能否从下方这篇讲唯一数位数字的网页中，原样摘录“Input : 1 10”与“print that number.”之间的文字，首尾两处也包括在内？

* **文档摘录**:
------------
具有唯一（或不同）数位的数字

原文：https://www.geeksforgeeks.org/numbers-unique-distinct-digits/

给定范围，请打印所有具有唯一数字的数字。

示例：

Input : 10 20
Output : 10 12 13 14 15 16 17 18 19 20  (Except 11)

Input : 1 10
Output : 1 2 3 4 5 6 7 8 9 10

As the problem is pretty simple, the only thing to be done is :-
1- Find the digits one by one and keep marking visited digits.
2- If all digits occurs one time only then print that number.
3- Else not.

C++

// C++ implementation to find unique digit 
// numbers in a range 
#include<bits/stdc++.h> 
using namespace std; 

// Function to print unique digit numbers 
// in range from l to r. 
void printUnique(int l, int r) 
{ 
    // Start traversing the numbers 
    for (int i=l ; i<=r ; i++) 
    { 
        int num = i; 
        bool visited[10] = {false}; 

        // Find digits and maintain its hash 
        while (num) 
        { 
            // if a digit occurs more than 1 time 
            // then break 
            if (visited[num % 10]) 
                break; 

            visited[num%10] = true; 

            num = num/10; 
        } 

        // num will be 0 only when above loop 
        // doesn't get break that means the 
        // number is unique so print it. 
        if (num == 0) 
            cout << i << " "; 
    } 
} 

// Driver code 
int main() 
{ 
    int l = 1, r = 20; 
    printUnique(l, r); 
    return 0; 
} 

Java

// Java implementation to find unique digit 
// numbers in a range 
class Test 
{ 
    // Method to print unique digit numbers 
    // in range from l to r. 
    static void printUnique(int l, int r) 
    { 
        // Start traversing the numbers 
        for (int i=l ; i<=r ; i++)
------------
* **给定材料**:
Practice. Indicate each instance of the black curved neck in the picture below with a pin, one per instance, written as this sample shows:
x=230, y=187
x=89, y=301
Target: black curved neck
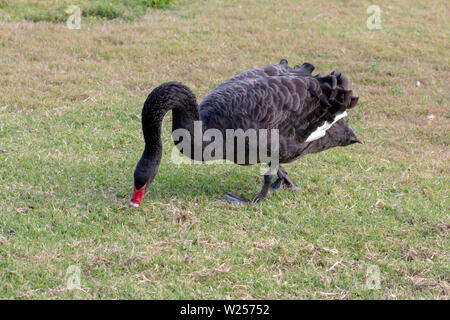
------------
* **任务回答**:
Input : 1 10
Output : 1 2 3 4 5 6 7 8 9 10

As the problem is pretty simple, the only thing to be done is :-
1- Find the digits one by one and keep marking visited digits.
2- If all digits occurs one time only then print that number.